阅读材料:
作者投稿和查稿 主编审稿 专家审稿 编委审稿 远程编辑

计算机工程 ›› 2023, Vol. 49 ›› Issue (12): 186-193. doi: 10.19678/j.issn.1000-3428.0066192

• 图形图像处理 • 上一篇    下一篇

多尺度视觉感知融合的显著性目标检测

刘仲任, 彭力   

  1. 江南大学 物联网技术应用教育部工程研究中心, 江苏 无锡 214000
  • 收稿日期:2022-11-06 出版日期:2023-12-15 发布日期:2023-12-14
  • 作者简介:

    刘仲任(1997—),男,硕士,主研方向为模式识别、深度学习

    彭力,教授、博士

  • 基金资助:
    国家自然科学基金(61873112); 国家自然科学基金(61802107)

Salient Object Detection with Multi-Scale Visual Perception and Fusion

Zhongren LIU, Li PENG   

  1. Engineering Research Center of Internet of Things Technology Applications of Ministry of Education, Jiangnan University, Wuxi 214000, Jiangsu, China
  • Received:2022-11-06 Online:2023-12-15 Published:2023-12-14

摘要:

显著性目标检测算法大多存在单一特征检测缺陷和多特征融合不充分等问题,从而导致显著图边缘不清晰以及背景抑制效果较差。为此,提出一种多尺度视觉感知融合的显著性目标检测方法,该方法包含多尺度视觉感知模块(MVPM)和多尺度特征融合模块(MFFM),分别用于处理显著性目标的全局信息和融合多尺度特征。基于U型网络结构,利用空洞卷积模拟视觉皮层中的感受野以构建MVPM,充分发挥空洞卷积在卷积神经网络中的作用,在主干网络中逐级提取显著性目标的全局空间信息,有效增强前景显著性区域,抑制背景噪声区域。设计MFFM,利用特征金字塔和空间注意力机制将高级语义信息与细节信息相融合,在抑制噪声传递的同时有效恢复显著性目标的空间结构信息。在ECSSD、DUTS、SOD等5个具有复杂背景信息的图像数据集上进行实验,结果表明,该方法的平均F-Measure值达到88.4%,比基准网络U-Net提高14.2个百分点,MAE值达到3.5%,比基准网络降低5.4个百分点。

条目摘录:
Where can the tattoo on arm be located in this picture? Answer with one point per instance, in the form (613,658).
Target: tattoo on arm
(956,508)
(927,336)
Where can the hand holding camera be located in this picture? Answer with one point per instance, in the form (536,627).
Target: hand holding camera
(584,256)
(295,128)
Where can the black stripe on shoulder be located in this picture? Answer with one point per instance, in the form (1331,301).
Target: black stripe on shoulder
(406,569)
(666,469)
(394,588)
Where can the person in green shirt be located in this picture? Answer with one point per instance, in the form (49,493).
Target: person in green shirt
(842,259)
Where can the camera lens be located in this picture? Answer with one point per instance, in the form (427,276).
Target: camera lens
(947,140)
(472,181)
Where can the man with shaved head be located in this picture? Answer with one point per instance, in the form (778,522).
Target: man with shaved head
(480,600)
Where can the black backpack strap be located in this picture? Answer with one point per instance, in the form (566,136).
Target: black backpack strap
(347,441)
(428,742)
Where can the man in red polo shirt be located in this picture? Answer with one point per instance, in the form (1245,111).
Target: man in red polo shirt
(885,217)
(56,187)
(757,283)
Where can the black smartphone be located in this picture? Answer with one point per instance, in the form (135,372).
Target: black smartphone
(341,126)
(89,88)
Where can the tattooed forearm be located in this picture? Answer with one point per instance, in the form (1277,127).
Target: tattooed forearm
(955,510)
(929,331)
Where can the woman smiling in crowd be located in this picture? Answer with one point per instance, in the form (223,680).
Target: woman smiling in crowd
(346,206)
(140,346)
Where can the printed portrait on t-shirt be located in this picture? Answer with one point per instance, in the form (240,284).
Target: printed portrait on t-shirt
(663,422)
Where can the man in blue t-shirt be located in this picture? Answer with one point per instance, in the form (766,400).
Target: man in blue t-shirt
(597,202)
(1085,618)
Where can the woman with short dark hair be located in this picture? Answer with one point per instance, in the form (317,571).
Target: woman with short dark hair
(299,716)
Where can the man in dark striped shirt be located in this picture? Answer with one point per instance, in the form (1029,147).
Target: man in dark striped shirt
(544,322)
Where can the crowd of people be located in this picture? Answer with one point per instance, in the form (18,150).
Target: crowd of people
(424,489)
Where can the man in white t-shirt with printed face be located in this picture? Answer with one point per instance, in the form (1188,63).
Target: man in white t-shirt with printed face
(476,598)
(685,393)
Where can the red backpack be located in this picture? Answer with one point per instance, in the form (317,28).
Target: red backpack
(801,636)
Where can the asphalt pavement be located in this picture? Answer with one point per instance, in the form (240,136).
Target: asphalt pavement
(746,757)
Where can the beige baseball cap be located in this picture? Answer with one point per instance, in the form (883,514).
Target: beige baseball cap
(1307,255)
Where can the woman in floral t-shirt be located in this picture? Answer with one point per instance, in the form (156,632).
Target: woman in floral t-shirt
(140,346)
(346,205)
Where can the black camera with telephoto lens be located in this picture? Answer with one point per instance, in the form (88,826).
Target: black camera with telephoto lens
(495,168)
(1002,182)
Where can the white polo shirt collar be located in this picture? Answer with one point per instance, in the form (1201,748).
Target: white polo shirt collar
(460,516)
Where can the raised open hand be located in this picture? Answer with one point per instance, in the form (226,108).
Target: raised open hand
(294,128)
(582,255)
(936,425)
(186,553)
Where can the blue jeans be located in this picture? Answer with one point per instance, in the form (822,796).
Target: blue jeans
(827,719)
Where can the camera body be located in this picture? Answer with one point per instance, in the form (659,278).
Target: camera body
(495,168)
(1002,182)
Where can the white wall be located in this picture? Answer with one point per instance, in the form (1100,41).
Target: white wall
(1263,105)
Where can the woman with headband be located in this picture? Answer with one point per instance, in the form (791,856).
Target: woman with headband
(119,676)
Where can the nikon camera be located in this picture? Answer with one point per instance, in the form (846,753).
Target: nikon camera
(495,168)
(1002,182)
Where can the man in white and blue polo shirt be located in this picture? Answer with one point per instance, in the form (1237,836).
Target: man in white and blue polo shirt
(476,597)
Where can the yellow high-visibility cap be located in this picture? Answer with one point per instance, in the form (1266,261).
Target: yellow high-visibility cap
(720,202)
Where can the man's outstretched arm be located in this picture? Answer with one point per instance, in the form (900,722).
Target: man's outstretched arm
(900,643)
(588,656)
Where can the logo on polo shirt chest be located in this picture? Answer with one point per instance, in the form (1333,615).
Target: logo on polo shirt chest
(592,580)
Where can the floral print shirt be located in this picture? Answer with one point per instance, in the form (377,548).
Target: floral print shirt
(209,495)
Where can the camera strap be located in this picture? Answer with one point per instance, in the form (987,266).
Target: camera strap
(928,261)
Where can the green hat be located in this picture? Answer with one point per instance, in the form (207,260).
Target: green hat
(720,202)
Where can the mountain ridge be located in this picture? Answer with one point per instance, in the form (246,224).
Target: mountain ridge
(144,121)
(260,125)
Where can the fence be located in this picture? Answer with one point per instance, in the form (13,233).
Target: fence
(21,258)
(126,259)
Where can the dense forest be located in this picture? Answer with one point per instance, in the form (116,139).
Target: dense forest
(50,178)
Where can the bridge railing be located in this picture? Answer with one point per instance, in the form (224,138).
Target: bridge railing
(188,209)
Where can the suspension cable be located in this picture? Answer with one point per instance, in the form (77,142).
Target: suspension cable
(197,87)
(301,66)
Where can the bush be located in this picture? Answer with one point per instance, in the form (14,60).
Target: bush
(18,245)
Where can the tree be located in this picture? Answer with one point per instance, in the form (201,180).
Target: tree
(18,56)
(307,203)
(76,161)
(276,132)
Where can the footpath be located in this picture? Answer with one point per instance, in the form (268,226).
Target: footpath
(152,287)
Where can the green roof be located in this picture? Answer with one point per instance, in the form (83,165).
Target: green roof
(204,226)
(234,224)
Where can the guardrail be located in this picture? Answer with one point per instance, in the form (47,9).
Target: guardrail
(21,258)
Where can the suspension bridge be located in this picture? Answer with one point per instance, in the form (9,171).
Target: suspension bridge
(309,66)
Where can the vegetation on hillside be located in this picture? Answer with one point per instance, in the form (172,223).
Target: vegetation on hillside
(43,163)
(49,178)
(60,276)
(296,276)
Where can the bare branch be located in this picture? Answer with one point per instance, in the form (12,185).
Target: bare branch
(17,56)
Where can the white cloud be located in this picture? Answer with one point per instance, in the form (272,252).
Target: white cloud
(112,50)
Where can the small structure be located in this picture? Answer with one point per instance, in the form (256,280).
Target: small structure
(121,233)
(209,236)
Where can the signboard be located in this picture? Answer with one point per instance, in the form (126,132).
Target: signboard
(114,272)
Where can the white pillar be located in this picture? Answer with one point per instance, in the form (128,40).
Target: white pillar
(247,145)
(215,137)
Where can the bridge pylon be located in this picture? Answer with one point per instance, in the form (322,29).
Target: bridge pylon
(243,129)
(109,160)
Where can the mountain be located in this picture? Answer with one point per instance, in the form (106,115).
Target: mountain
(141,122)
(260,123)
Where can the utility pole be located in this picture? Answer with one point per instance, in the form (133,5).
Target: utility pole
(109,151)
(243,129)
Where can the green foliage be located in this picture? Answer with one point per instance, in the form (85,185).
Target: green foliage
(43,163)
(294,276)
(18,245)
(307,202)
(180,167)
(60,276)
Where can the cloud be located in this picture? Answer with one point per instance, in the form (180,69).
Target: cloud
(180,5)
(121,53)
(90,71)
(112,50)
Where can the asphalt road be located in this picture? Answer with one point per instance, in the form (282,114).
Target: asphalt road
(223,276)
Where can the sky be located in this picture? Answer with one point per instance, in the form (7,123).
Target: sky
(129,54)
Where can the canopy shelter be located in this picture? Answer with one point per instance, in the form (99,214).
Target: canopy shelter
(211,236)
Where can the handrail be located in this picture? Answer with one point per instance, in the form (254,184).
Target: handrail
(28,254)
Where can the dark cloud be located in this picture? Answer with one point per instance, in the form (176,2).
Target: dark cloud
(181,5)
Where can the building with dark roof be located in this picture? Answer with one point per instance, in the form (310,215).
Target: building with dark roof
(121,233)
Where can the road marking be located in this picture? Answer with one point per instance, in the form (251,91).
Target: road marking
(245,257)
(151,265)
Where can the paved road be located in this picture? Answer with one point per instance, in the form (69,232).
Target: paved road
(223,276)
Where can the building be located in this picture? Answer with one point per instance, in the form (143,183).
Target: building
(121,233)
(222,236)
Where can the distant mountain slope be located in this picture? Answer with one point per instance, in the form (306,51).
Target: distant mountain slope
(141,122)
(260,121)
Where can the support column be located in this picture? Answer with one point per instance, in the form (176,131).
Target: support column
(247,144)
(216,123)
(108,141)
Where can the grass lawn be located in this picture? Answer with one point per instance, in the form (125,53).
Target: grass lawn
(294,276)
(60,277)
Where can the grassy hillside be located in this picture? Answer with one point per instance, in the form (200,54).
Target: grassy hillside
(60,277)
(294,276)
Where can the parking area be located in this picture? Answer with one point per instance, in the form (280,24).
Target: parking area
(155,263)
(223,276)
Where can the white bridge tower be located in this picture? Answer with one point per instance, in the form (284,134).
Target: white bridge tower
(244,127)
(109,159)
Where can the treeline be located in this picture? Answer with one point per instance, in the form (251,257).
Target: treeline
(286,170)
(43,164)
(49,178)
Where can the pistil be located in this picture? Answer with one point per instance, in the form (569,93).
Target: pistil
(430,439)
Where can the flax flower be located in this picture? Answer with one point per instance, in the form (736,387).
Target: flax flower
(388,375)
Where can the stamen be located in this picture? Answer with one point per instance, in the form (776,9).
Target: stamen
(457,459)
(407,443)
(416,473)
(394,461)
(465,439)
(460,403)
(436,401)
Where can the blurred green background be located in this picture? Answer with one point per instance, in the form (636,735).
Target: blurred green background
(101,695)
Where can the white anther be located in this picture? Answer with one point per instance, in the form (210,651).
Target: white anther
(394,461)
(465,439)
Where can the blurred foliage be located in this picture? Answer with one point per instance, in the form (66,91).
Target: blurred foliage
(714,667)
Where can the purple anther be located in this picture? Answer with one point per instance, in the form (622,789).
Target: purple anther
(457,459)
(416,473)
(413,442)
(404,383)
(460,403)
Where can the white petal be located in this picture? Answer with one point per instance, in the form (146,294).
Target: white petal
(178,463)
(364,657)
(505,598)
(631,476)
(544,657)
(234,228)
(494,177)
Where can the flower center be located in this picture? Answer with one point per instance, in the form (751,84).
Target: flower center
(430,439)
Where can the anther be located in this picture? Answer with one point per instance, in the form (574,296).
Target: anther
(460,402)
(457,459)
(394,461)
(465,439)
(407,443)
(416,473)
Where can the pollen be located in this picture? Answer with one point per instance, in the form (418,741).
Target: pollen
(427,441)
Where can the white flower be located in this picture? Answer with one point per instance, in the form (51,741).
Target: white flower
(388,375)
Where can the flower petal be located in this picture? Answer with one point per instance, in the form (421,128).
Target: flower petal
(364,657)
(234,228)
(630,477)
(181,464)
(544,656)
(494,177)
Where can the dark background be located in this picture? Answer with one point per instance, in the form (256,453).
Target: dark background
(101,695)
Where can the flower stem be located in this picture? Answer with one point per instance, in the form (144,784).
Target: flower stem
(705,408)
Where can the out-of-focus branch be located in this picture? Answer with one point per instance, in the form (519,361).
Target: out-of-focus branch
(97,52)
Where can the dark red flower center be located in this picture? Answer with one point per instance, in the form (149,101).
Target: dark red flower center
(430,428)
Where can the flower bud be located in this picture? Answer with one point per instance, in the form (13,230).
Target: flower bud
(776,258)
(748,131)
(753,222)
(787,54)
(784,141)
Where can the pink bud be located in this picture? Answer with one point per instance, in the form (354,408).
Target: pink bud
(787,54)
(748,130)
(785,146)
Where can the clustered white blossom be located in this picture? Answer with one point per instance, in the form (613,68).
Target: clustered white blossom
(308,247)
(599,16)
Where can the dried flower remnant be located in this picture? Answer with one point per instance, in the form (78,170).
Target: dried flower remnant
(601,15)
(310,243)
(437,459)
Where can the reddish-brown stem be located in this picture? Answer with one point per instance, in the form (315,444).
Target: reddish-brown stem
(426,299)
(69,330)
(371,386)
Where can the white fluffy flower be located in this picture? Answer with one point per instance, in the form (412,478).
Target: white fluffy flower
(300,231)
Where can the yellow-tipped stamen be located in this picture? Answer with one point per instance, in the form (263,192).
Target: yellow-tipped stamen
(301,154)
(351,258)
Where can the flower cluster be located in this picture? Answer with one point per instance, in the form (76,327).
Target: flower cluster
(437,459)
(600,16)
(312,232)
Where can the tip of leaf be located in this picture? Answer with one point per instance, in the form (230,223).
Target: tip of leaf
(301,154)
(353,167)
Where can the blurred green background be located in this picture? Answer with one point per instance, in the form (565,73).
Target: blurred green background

任务要求: 请接续这篇介绍显著性目标检测方法的论文页面，从其末句之后往下写。

本题答案:
关键词: 卷积神经网络, 显著性目标检测, 多尺度视觉感知, 多尺度特征融合, 感受野

Abstract:

Most salient object detection algorithms have problems such as single-feature detection defects and insufficient fusion of multiple features, resulting in unclear edges of saliency images and poor background suppression effects. To address these problems, a salient object detection method with multi-scale visual perception and fusion is proposed, which includes a Multiscale Visual Perception Module(MVPM) and a Multi-scale Feature Fusion Module(MFFM), for processing global information of saliency objects and fusing multi-scale features. Based on the U-shaped network structure, void convolution is used to simulate the receptive field in the visual cortex to construct MVPM, fully leveraging the role of void convolution in Convolutional Neural Network(CNN). Global spatial information of salient objects in the backbone network is extracted step by step, thus enhancing foreground saliency regions and suppressing background noise regions. The MFFM is designed by utilizing feature pyramids and spatial attention mechanisms to fuse advanced semantic information with detailed information, thereby restoring spatial structure information of saliency objects while suppressing noise transmission. Experiments conducted on five image datasets with complex background information, including the ECSSD, DUTS, and SOD, showed that the average F-Measure value of this method reached 88.4%, which is 14.2 percentage points higher than the benchmark network U-Net, and the Mean Absolute Error(MAE) value reached 3.5%, which is 5.4 percentage points lower than the benchmark network.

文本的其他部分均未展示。